**PROBLEM TO SOLVE**
Write out everything in the entries below from the line containing "Target: distant mountain" down to the line containing "x=422, y=199", both included, as a numbered list with blank lines omitted.

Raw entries
>> BEGIN
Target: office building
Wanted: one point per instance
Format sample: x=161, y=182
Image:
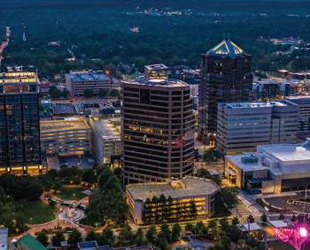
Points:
x=4, y=238
x=106, y=140
x=65, y=137
x=157, y=129
x=20, y=150
x=28, y=242
x=226, y=77
x=271, y=169
x=303, y=104
x=78, y=81
x=189, y=198
x=243, y=126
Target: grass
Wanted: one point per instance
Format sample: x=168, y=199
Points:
x=37, y=212
x=70, y=193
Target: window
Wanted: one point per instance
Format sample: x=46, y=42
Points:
x=145, y=96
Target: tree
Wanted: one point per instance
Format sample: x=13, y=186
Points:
x=150, y=234
x=91, y=236
x=125, y=237
x=235, y=221
x=57, y=238
x=103, y=92
x=88, y=93
x=114, y=92
x=89, y=176
x=264, y=218
x=54, y=92
x=42, y=238
x=176, y=231
x=107, y=237
x=74, y=237
x=250, y=219
x=139, y=238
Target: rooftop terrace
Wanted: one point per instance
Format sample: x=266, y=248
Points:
x=186, y=187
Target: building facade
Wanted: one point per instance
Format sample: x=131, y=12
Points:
x=106, y=140
x=20, y=150
x=271, y=169
x=65, y=137
x=189, y=198
x=241, y=127
x=78, y=82
x=226, y=77
x=157, y=129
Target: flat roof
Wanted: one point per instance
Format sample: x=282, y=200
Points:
x=158, y=66
x=57, y=125
x=248, y=227
x=187, y=187
x=64, y=108
x=88, y=76
x=287, y=152
x=168, y=83
x=239, y=105
x=109, y=127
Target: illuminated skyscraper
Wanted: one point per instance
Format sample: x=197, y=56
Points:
x=227, y=77
x=157, y=129
x=19, y=123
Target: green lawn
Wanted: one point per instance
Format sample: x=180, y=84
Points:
x=69, y=193
x=36, y=212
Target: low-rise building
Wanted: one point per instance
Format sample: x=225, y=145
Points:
x=178, y=200
x=245, y=125
x=78, y=81
x=65, y=137
x=4, y=238
x=106, y=140
x=271, y=169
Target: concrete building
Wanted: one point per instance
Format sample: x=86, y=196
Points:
x=303, y=104
x=20, y=150
x=185, y=199
x=157, y=129
x=4, y=238
x=226, y=77
x=271, y=169
x=65, y=137
x=106, y=140
x=243, y=126
x=78, y=81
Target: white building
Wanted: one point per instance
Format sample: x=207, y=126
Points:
x=178, y=198
x=77, y=82
x=65, y=137
x=4, y=238
x=243, y=126
x=106, y=139
x=273, y=168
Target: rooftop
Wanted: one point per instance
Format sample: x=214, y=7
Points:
x=109, y=128
x=30, y=243
x=168, y=83
x=158, y=66
x=287, y=152
x=186, y=187
x=239, y=105
x=226, y=48
x=57, y=125
x=18, y=77
x=81, y=76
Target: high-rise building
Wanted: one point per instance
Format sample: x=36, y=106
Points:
x=226, y=77
x=157, y=129
x=241, y=127
x=20, y=150
x=78, y=82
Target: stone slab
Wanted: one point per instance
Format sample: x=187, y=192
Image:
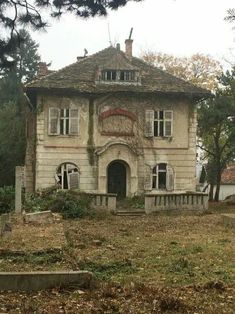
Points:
x=229, y=219
x=35, y=281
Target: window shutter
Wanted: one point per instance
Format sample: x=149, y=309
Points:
x=73, y=180
x=149, y=118
x=169, y=178
x=53, y=127
x=168, y=121
x=148, y=179
x=73, y=121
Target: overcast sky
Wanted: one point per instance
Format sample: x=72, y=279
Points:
x=179, y=27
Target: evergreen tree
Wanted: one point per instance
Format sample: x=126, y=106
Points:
x=216, y=128
x=17, y=12
x=12, y=108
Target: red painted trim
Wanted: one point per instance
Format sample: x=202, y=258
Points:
x=117, y=112
x=116, y=133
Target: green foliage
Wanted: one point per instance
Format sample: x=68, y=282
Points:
x=13, y=106
x=216, y=129
x=7, y=199
x=13, y=142
x=136, y=202
x=90, y=141
x=70, y=204
x=29, y=13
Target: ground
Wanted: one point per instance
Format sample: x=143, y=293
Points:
x=167, y=263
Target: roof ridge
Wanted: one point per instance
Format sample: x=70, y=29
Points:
x=169, y=74
x=68, y=66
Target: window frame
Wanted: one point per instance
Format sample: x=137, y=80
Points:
x=68, y=168
x=155, y=176
x=65, y=120
x=160, y=121
x=121, y=76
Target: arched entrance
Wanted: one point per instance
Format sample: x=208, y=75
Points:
x=117, y=178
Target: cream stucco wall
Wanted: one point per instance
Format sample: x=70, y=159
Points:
x=139, y=152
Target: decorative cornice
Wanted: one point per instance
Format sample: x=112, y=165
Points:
x=118, y=112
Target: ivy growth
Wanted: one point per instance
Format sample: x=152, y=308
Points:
x=90, y=142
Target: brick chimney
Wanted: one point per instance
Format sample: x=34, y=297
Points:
x=128, y=43
x=42, y=69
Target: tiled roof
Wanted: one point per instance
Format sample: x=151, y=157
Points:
x=228, y=175
x=81, y=76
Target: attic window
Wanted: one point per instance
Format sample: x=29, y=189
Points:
x=67, y=176
x=109, y=75
x=119, y=76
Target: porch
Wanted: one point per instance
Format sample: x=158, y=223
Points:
x=177, y=201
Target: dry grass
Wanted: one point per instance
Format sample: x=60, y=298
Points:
x=166, y=263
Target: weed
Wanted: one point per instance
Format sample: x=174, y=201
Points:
x=106, y=271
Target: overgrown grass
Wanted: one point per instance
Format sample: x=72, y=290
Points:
x=7, y=199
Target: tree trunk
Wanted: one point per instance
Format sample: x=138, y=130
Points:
x=211, y=192
x=218, y=180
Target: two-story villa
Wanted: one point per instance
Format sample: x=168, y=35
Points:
x=112, y=123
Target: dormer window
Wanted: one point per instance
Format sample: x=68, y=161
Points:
x=127, y=76
x=119, y=76
x=109, y=75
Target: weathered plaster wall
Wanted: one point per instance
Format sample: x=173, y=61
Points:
x=139, y=152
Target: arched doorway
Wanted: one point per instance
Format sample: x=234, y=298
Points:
x=117, y=178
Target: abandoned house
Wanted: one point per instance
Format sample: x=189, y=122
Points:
x=111, y=123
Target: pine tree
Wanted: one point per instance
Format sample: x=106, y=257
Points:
x=12, y=107
x=216, y=128
x=28, y=13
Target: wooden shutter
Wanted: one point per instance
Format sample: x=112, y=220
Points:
x=53, y=126
x=169, y=178
x=168, y=122
x=148, y=179
x=73, y=180
x=73, y=121
x=149, y=119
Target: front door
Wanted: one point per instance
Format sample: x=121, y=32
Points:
x=117, y=179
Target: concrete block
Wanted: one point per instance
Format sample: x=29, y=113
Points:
x=228, y=219
x=39, y=217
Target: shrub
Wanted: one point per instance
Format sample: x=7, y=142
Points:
x=70, y=204
x=7, y=199
x=136, y=202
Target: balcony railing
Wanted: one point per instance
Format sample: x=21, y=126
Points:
x=184, y=201
x=104, y=201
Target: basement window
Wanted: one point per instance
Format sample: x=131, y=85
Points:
x=162, y=177
x=63, y=121
x=67, y=176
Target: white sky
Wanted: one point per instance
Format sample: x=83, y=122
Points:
x=178, y=27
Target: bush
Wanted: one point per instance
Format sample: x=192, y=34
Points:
x=70, y=204
x=7, y=199
x=135, y=202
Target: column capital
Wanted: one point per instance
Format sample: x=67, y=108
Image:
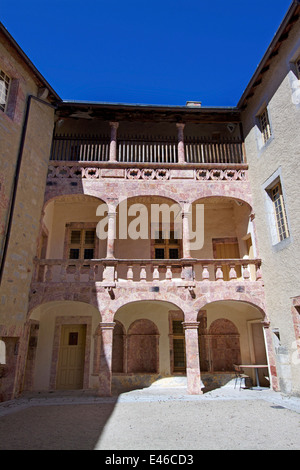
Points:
x=114, y=124
x=107, y=325
x=190, y=325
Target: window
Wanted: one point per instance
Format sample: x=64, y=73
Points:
x=166, y=248
x=279, y=211
x=82, y=244
x=265, y=127
x=4, y=89
x=298, y=67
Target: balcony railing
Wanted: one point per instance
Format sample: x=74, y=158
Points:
x=147, y=270
x=89, y=148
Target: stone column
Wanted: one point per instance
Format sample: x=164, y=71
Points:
x=105, y=373
x=111, y=232
x=274, y=381
x=194, y=383
x=186, y=214
x=113, y=141
x=181, y=152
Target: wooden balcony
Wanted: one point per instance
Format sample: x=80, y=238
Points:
x=88, y=148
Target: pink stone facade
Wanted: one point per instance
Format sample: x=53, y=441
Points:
x=148, y=307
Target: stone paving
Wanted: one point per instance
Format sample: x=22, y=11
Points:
x=160, y=417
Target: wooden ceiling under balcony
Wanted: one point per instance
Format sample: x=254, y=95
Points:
x=146, y=113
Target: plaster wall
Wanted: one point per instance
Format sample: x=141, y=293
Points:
x=46, y=315
x=279, y=157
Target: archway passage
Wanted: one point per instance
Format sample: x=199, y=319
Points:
x=142, y=349
x=225, y=345
x=232, y=332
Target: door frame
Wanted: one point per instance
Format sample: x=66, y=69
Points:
x=73, y=320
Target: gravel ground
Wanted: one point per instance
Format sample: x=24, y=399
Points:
x=152, y=419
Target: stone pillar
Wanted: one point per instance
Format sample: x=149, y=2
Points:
x=181, y=152
x=186, y=218
x=113, y=141
x=194, y=383
x=274, y=382
x=105, y=373
x=111, y=233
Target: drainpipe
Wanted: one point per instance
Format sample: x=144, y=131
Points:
x=16, y=179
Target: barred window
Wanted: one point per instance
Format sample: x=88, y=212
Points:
x=279, y=211
x=4, y=89
x=166, y=248
x=265, y=127
x=82, y=244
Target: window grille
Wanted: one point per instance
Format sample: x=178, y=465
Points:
x=280, y=214
x=265, y=126
x=4, y=89
x=82, y=244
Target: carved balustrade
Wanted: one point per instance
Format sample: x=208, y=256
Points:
x=147, y=270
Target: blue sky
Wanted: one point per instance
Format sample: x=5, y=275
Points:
x=159, y=52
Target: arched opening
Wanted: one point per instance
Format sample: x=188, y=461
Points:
x=147, y=228
x=142, y=347
x=231, y=332
x=227, y=234
x=225, y=345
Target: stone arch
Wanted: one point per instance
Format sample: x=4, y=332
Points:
x=234, y=296
x=71, y=197
x=235, y=194
x=142, y=347
x=225, y=345
x=126, y=297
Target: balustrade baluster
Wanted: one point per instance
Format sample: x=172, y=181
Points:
x=246, y=272
x=143, y=274
x=232, y=272
x=63, y=273
x=169, y=273
x=155, y=273
x=129, y=273
x=77, y=273
x=258, y=272
x=92, y=272
x=219, y=273
x=205, y=273
x=48, y=276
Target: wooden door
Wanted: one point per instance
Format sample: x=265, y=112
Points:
x=227, y=250
x=71, y=357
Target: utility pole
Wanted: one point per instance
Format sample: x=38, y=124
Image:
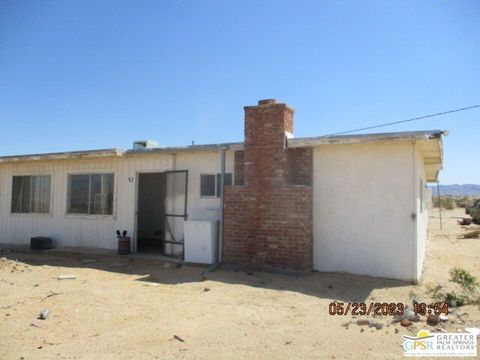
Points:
x=439, y=205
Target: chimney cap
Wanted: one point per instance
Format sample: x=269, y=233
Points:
x=267, y=102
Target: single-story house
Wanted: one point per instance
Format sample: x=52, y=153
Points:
x=355, y=203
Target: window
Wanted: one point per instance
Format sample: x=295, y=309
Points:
x=90, y=194
x=31, y=194
x=210, y=184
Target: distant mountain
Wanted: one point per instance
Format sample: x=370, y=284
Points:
x=458, y=190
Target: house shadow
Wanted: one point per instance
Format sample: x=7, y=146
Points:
x=335, y=286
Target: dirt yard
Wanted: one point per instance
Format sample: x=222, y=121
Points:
x=130, y=308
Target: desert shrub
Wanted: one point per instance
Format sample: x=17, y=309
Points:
x=467, y=284
x=464, y=202
x=447, y=202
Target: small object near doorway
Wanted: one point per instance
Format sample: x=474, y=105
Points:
x=161, y=211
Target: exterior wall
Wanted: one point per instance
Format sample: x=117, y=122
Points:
x=99, y=231
x=362, y=209
x=422, y=199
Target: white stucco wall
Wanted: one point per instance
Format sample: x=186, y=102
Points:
x=422, y=198
x=99, y=231
x=363, y=205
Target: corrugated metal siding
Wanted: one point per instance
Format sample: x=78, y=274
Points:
x=99, y=231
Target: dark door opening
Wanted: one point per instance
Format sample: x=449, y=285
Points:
x=161, y=211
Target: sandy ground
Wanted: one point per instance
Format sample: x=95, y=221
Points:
x=123, y=308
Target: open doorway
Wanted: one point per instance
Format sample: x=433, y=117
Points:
x=161, y=211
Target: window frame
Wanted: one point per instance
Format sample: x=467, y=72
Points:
x=217, y=176
x=52, y=193
x=112, y=216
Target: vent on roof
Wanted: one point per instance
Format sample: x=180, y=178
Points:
>> END
**COMPLETED TASK**
1. Target: distant mountain
2. Wanted: one point per instance
3. Format sample: x=370, y=284
4. Points:
5. x=458, y=190
6. Target: house shadow
7. Wanted: one point per instance
8. Format sample: x=7, y=146
9. Points:
10. x=335, y=286
11. Target: dirt yard
12. Wanted: one point per instance
13. Format sample: x=222, y=121
14. Points:
15. x=130, y=308
16. Target: desert shrub
17. Wanted: one point per instance
18. Format sample: x=17, y=309
19. Points:
20. x=467, y=284
21. x=464, y=202
22. x=447, y=202
23. Target: small object near doorway
24. Wanted: one point per instance
25. Format sample: x=474, y=105
26. Points:
27. x=161, y=211
28. Target: exterior wall
29. Wanted: one point per instance
30. Format sample: x=117, y=122
31. Points:
32. x=99, y=231
33. x=362, y=209
34. x=422, y=199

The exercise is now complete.